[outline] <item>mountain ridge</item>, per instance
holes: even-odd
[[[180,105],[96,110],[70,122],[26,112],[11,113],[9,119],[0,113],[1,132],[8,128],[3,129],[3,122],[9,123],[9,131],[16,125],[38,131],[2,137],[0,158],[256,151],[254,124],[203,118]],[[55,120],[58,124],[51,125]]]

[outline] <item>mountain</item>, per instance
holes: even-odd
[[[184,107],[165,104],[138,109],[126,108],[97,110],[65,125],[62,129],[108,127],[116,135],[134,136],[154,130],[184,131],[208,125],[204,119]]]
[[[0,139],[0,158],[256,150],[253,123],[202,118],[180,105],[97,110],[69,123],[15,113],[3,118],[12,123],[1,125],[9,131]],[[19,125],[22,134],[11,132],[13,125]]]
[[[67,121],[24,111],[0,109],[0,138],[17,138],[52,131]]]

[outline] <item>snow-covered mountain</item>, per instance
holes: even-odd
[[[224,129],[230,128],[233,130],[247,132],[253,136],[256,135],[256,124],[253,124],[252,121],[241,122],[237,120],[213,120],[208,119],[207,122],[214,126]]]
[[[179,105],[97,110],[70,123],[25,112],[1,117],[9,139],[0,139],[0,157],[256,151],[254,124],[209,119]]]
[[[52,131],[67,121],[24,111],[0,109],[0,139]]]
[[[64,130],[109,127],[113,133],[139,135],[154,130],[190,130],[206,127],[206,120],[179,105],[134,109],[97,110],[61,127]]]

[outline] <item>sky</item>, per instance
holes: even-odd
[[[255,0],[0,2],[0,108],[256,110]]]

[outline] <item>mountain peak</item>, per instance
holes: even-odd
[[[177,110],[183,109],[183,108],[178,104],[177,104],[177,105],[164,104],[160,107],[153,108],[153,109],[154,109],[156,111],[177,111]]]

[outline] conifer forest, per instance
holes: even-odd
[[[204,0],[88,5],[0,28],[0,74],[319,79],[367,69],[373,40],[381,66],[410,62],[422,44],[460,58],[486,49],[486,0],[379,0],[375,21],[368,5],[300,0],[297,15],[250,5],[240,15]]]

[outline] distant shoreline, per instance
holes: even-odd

★ ★ ★

§ Task to complete
Starting at the line containing "[outline] distant shoreline, per instance" and ending at the final line of the data, write those lines out again, changing "distant shoreline" to "coastal cliff" and leaving everything else as it is.

§ Task output
[outline] coastal cliff, per instance
holes: even-odd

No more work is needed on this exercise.